## START RAW RECORDS
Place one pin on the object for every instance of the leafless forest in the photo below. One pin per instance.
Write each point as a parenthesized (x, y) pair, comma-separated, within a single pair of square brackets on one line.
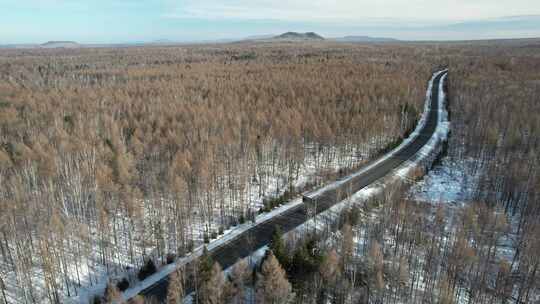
[(111, 158)]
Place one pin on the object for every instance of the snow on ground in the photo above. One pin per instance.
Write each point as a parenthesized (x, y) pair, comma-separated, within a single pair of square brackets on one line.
[(447, 182), (425, 156), (307, 174)]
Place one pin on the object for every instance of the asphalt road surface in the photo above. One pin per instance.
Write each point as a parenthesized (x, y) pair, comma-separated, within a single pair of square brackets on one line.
[(259, 236)]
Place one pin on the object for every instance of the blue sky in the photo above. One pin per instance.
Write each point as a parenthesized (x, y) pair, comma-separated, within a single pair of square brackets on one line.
[(117, 21)]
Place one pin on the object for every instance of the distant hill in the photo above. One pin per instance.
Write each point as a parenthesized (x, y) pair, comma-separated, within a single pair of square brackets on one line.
[(364, 39), (299, 36), (60, 44)]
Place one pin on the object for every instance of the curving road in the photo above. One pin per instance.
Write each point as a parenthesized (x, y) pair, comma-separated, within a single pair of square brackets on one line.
[(259, 235)]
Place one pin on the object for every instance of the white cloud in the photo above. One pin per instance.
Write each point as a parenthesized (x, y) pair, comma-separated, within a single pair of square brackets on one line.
[(351, 10)]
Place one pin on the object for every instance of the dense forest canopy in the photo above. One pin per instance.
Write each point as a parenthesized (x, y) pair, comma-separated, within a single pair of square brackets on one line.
[(115, 161)]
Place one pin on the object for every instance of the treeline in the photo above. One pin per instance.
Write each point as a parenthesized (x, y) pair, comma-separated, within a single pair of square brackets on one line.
[(112, 157)]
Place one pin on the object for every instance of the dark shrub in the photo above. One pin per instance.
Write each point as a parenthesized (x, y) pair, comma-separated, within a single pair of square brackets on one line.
[(171, 257), (147, 270), (123, 285)]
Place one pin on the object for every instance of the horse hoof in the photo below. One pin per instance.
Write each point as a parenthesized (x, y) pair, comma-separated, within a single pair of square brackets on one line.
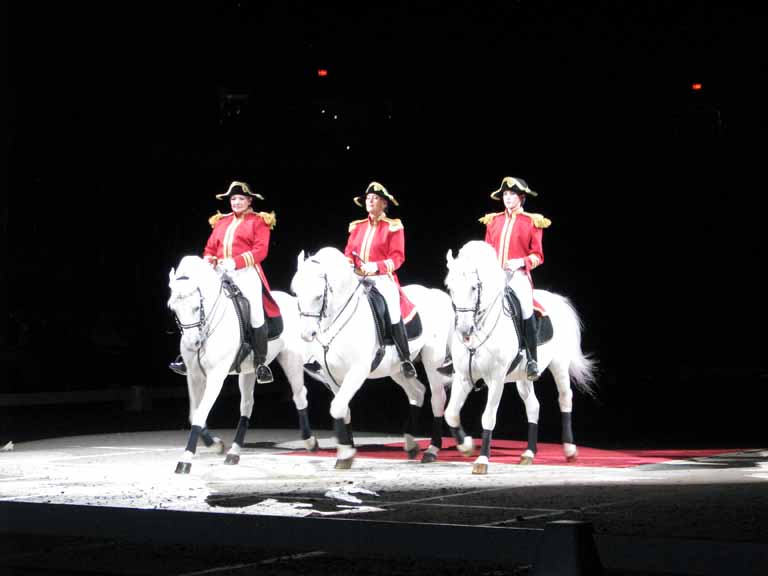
[(428, 458), (345, 464), (311, 444)]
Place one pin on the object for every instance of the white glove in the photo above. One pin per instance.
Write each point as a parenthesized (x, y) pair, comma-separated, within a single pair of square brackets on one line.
[(228, 264), (514, 263), (370, 268)]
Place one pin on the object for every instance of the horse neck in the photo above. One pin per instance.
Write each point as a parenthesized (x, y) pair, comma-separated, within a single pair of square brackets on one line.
[(343, 285)]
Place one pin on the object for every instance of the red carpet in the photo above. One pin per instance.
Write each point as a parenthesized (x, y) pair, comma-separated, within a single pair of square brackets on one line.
[(508, 452)]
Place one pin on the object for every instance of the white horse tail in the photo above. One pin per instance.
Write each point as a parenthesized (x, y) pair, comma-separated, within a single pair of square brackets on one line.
[(582, 368)]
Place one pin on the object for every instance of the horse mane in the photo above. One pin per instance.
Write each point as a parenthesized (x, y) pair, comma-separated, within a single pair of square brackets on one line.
[(477, 255)]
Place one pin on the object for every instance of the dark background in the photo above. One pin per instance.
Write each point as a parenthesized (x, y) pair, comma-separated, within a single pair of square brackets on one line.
[(125, 119)]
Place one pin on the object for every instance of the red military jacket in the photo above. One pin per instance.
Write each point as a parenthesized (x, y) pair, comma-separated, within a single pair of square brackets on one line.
[(517, 235), (245, 239), (381, 241)]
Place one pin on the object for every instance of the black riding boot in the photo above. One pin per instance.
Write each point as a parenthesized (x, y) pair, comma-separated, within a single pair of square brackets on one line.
[(259, 345), (178, 366), (401, 343), (529, 335)]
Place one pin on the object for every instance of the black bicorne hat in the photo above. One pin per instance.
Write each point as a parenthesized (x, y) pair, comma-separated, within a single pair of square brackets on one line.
[(516, 185), (375, 188), (240, 188)]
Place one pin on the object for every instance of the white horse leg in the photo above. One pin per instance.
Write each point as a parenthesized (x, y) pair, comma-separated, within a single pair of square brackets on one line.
[(213, 386), (415, 391), (345, 450), (291, 363), (565, 400), (459, 392), (246, 383), (488, 420), (437, 383), (528, 396)]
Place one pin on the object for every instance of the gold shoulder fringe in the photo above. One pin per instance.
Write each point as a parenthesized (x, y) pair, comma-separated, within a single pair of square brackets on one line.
[(215, 218), (354, 223), (488, 217), (269, 219), (395, 224), (539, 220)]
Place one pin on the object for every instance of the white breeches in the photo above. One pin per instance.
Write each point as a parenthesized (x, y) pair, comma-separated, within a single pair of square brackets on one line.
[(249, 282), (523, 289), (388, 289)]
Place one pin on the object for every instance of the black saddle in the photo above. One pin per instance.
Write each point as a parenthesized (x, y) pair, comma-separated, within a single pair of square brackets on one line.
[(544, 329), (413, 328)]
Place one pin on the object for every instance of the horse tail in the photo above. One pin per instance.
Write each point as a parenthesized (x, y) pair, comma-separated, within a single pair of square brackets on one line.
[(582, 368)]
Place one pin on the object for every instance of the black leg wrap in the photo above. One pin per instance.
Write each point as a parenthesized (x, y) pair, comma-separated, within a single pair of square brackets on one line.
[(206, 437), (567, 429), (260, 343), (194, 435), (533, 436), (437, 433), (458, 434), (306, 429), (343, 435), (485, 449), (242, 428)]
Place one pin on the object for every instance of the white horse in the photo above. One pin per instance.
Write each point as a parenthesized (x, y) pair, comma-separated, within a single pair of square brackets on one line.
[(210, 340), (486, 344), (337, 320)]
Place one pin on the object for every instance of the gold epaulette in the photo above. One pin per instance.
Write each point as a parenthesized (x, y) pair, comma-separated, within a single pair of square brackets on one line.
[(215, 218), (394, 224), (538, 220), (354, 223), (488, 217), (269, 219)]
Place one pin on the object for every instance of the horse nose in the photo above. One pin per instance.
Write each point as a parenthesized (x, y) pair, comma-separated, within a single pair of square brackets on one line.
[(308, 335)]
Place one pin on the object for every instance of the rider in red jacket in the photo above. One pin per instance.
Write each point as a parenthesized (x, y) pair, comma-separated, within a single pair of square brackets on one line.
[(376, 248), (517, 239), (238, 244)]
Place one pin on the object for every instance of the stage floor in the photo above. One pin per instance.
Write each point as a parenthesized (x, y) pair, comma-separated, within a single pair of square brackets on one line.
[(719, 497)]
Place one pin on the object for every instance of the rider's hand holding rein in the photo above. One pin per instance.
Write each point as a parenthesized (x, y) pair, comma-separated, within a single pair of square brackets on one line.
[(369, 267)]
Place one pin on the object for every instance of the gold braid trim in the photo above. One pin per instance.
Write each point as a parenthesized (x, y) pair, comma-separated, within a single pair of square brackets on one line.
[(354, 224), (215, 218), (269, 219), (488, 217), (394, 224), (539, 221)]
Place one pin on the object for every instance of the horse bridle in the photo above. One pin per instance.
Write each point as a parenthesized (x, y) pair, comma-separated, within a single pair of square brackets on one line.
[(323, 314), (477, 317), (201, 323)]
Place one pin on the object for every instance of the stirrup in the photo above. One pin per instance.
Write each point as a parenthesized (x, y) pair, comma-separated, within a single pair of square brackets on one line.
[(532, 370), (409, 370), (178, 366), (264, 374)]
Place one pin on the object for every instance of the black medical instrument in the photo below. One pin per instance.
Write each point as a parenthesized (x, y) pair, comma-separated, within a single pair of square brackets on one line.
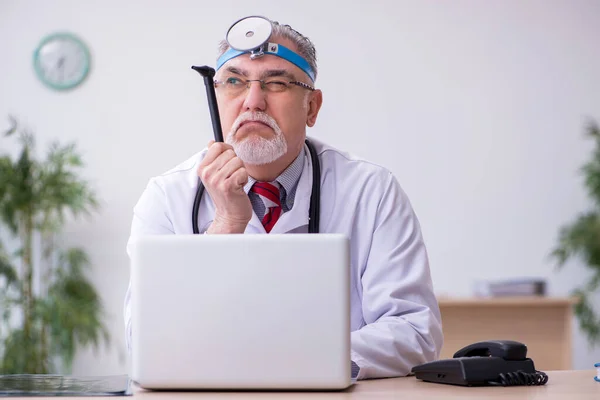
## END RAW RECORDS
> [WHAT YOU ARE ASKED TO DO]:
Copy every line of the entries above word for word, from the first to the last. Leave out the pictures.

> [RESPONSE BELOW]:
Place one pin on the object for every instance of the leafless forest in the photo below. One pin per instance.
Write each point as a parenthesized (x, y) pair, comma-separated, within a single pair of square brackets on one line.
[(111, 158)]
Place one pin on the object for every instance of the snow on ground in the photo above. One pin per instance.
Write each point as a parenthesized (x, y) pair, comma-separated, within a single pair of square brackets on one line.
[(447, 182), (425, 156), (307, 174)]
Place one pin on the object for every instance of the asphalt road surface in the photo above. One pin per instance.
Write each point as a parenthesized (x, y) pair, comma-separated, within a single pair of square brackets on one line.
[(259, 236)]
Place one pin on the object for every instance of the blue sky in the photo above. One pin per instance.
Write each point as a parenthesized (x, y) pair, comma-separated, within a single pair of square brackets on one line.
[(117, 21)]
Place one pin on the object for every instance of the distant hill in the photo above. One pin per instance.
Write each point as a parenthesized (x, y) pair, comma-separated, within a single pair of square brackets on one line.
[(364, 39), (299, 36), (60, 44)]
Place one pin on the object for every instance of the curving road in the photo above. One pin per instance.
Write each point as a parenthesized (x, y) pair, comma-separated, within a single pair of square brackets on one line.
[(259, 235)]
Place one pin on the object for every instance of the white cloud in the photo above. One pin per instance.
Write each point as a parenthesized (x, y) pair, comma-separated, within a single pair of square brackets on one line.
[(351, 10)]
Place one pin on the object for every instance of the dense forest canopy in the photo above. One pin per instance.
Write each point as a parenthesized (x, y) pair, comma-separated, within a single pair of square brackets on one line.
[(115, 161)]
Place one pin on the object for every instance of the treeline in the photo above. One pin per instance.
Write each point as a parenthesized (x, y) pair, comma-separated, within a single pair of square brackets on one line.
[(112, 157)]
Place one pin on the object for every instance of the dark shrub in the photo above. One pin per instance.
Write each point as a parenthesized (x, y) pair, comma-separated, within a single pair of square brackets on one line.
[(171, 257), (147, 270), (123, 285)]
Place one pin on the object for every instance of the horse hoof in the photo below. One pin per instance.
Write each point as a parenthesized (x, y) pair, comma-separated, within a single pair of square brackets on one line.
[(428, 458), (345, 464), (311, 444)]
Place one pin on the object for every instance of the white glove in the photo above. One pin per instance.
Write each point as a parenthesized (x, y) pair, comma-separated, within a single pair of square brackets on one line.
[(228, 264), (514, 263), (370, 268)]
Place one pin on the object for every instance of the horse neck in the photo above. One pin per instance.
Write each point as a parenthesized (x, y) pair, comma-separated, within a single pair of square brackets on one line.
[(343, 285)]
Place one pin on the object for every instance of the red carpet in the photo above. One pin per instance.
Write each point as a parenthesized (x, y) pair, comma-separated, within a single pair of square brackets on one line.
[(508, 452)]
Place one pin on the object for every instance of the white horse tail in the photo above. One pin per instance.
Write each point as a parenthesized (x, y) pair, comma-separated, within a single pair of square brackets on one line.
[(582, 368)]
Place one pin on the object for every instance of the horse mane in the photo above. One pin per instance.
Write each point as a parenthesized (x, y) pair, comma-separated, within a single pair of square brackets on one line.
[(477, 255)]
Place one pin on the object for every instance of the dark background in the photo above. One pin per instance.
Write each point as a parenthesized (x, y) pair, comma-separated, within a single pair of square brackets on one line.
[(125, 119)]
Place one pin on the object for every instance of the red military jacket in the photo above. One pin per instance.
Write each point as a parenthesized (x, y) pair, comma-separated, within a single pair of square brackets on one line.
[(517, 235), (245, 239), (381, 241)]
Place one pin on the object for every instance of the black riding boot in the photo above. One pin per instance.
Write each point as a parenthesized (x, y) pair, comma-separated, within a single pair of square brackets on one line.
[(259, 345), (178, 366), (401, 343), (529, 335)]
Place one pin on the object for every instance of the black bicorne hat in the photo above. One pin per instance.
Write each point as a parenthesized (x, y) pair, comma-separated, within a single pair of square brackets on one line.
[(516, 185), (375, 188), (240, 188)]
Place one pin on the object for every instance of the white horse leg in the photo above. One pin per instance.
Write each point as a parenthesized (x, y) pair, comma-separated, within a single pair of square brackets on one line.
[(213, 386), (415, 391), (345, 450), (291, 363), (565, 400), (459, 392), (246, 383), (488, 420), (437, 383), (528, 396)]
Place one pin on the object for every instance of the gold shoulder fringe in the photo above. One pin per instance.
Write each point as a parenthesized (x, y) pair, comma-separated, within a single pair of square brackets on one line.
[(215, 218), (354, 223), (488, 217), (269, 219), (395, 224), (539, 220)]
Place one pin on the object for every instance of the white breeches in the photo above. One pin per instance.
Write each point as a parenthesized (x, y) pair, comma-separated, within a single pair of square brackets on one line.
[(249, 282), (523, 289), (388, 289)]
Place one pin on the object for every instance of the black saddle in the photo above. One pin per instance.
Write each point as a parenthesized (x, y) pair, comma-separated, within a single pair of square brackets on one line.
[(544, 329), (413, 328)]
Place one pin on the object for every instance of the horse tail in the photo above. One pin per instance.
Write each point as a parenthesized (x, y) pair, comma-separated, within a single pair of square brackets on one line.
[(582, 368)]
Place one pin on the object for every instance of the black leg wrap in the photo above. One pin per instance.
Write each point as a parenthesized (x, y) pair, comma-separated, within a single pair of square brackets on one line.
[(206, 437), (567, 429), (260, 343), (194, 435), (533, 436), (437, 433), (458, 434), (306, 429), (343, 435), (485, 449), (242, 428)]
Place one pin on the object for every instance of the white horse in the photo above. One pin per instance.
Write each point as a parenthesized (x, y) pair, comma-separated, within a single pair of square brackets on one line.
[(210, 340), (486, 344), (337, 320)]
Place one pin on the object for every instance of the gold epaulette in the photo above. One pin per instance.
Write each point as a parenthesized (x, y) pair, comma-separated, within a single pair of square brackets on one line.
[(215, 218), (394, 224), (538, 220), (354, 223), (488, 217), (269, 219)]
Place one pin on the object for every instance of the horse nose in the photo above. One pin per instance.
Write each point as a parenthesized (x, y) pair, comma-separated, within a single pair of square brackets on one line.
[(308, 335)]
Place one pin on the object for every instance of the rider in red jacket in the photo above. One pin per instance.
Write each point as a parenthesized (x, y) pair, comma-separated, within a single pair of square brackets on one line.
[(376, 248), (517, 239), (238, 244)]
Place one pin on the object for every instance of the stage floor in the photo above. One pin per instance.
Write each point as a parenthesized (x, y) pair, comma-separated, within a single pair of square brackets on one line.
[(719, 497)]
Place one pin on the object for every instance of the rider's hand holding rein in the photo above. One pin per instance.
Write each point as a parenthesized (x, y) pair, comma-separated, within a single pair of square brackets on one line.
[(369, 267)]
Place one pin on the object for every instance of the gold braid trim in the photo above. One pin per instance.
Write each point as a parenthesized (x, y) pair, comma-separated, within a single pair of square brackets on one line.
[(354, 224), (215, 218), (269, 219), (488, 217), (394, 224), (539, 221)]
Place one pin on the object for every instance of the horse bridle in the photo above. One pin per instance.
Write each point as a parenthesized (x, y) pair, comma-separated, within a single pair of square brackets on one line.
[(323, 314), (477, 317), (201, 323)]
Place one pin on the object for every instance of the stirrup in the photo above. One pin per instance.
Write each point as a parenthesized (x, y) pair, comma-separated, within a single pair of square brackets on one line.
[(532, 370), (409, 370), (178, 366), (264, 374)]
Place one pin on the object for every instance of the black medical instrument in the photo below. One pin per instance.
Write each point as a parenthesized (x, y) pair, comma-separated, within a single pair of square brackets on one line.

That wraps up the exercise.